# I am disapointed now with Trump...



## Boys (Feb 11, 2017)

I feels like I am not great with my latest willing and of course I will change the market in future election. Now I wanted a new leader and if Trump alive or died in 2020 we can see in future. It are not my Trump plans now. I am willing other politicians now. You have many chooses in my question. Let us starting the question. I maybe wanted Clinton next election but do not vote on her in this quieston. Or maybe.


----------



## Boys (Feb 11, 2017)

Clinton are this year if Trump gets his job to Clinton or Trump maybe want new election soon of days between Clinton and Cruz. Or directly Clinton on president role. I get wrong with Clinton in 2020. Maybe I want Sanders in 2020 a class fight between Sanders and Trump and Sanders have to win if he is old and retired after 2020. I want two republican Haley and Cruz in 2020 and then Sanders.


----------



## Boys (Feb 11, 2017)

Trump are not like Bush and Cruz an fascist he is racist how is dangerous if he visit California, Florida and Chicago there is murder there right ? A few visit in home then foreign visit at least in Europe and Canada and Japan he can visit and that's okey for Trump but rest he cannot be between.

A risk to get killed. Not best to get killed. Maybe Trump all ready will quit president job and get new poll in USA or give the job to Clinton or Sanders in Supreme Court.


----------



## depotoo (Feb 11, 2017)

You are not American, so where are you from?


----------



## Boys (Feb 11, 2017)

Trump give up contract to Sanders I now willings in Supreme Court. Sanders get that job he want 2016's. A dream I have to get Sanders as president all ready.

■ SUPPLIED MATERIAL

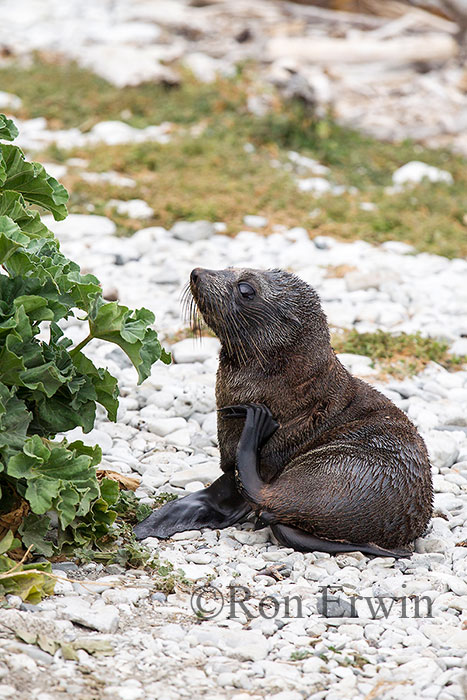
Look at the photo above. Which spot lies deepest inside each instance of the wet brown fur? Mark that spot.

■ GOAL
Resume the forum thread about being disappointed with Trump, picking up right after its last sentence.

■ RESPONSE
----------



## Boys (Feb 11, 2017)

depotoo said:


> You are not American, so where are you from?



I'm from Colorado yes sir yes right.


----------



## Boys (Feb 11, 2017)

Wait A minute. It are Clinton or Sanders in Supreme Court.


----------



## westwall (Feb 11, 2017)

Boys said:


> Wait A minute. It are Clinton or Sanders in Supreme Court.









Oh, I highly doubt that.  English is maybe your third language, or you're using google translate.  So, where are you really from?


----------



## Boys (Feb 11, 2017)

I am immigrant from South America.

I am now in Colorado.


----------



## westwall (Feb 11, 2017)

Boys said:


> I am immigrant from South America.
> 
> I am now in Colorado.






Really?  Where?  You don't talk like a South American.  You seem far more scandinavian to me.  You remind me of the Swedish Cook from The Muppets Show..


----------



## emilynghiem (Feb 17, 2017)

Boys said:


> Clinton are this year if Trump gets his job to Clinton or Trump maybe want new election soon of days between Clinton and Cruz. Or directly Clinton on president role. I get wrong with Clinton in 2020. Maybe I want Sanders in 2020 a class fight between Sanders and Trump and Sanders have to win if he is old and retired after 2020. I want two republican Haley and Cruz in 2020 and then Sanders.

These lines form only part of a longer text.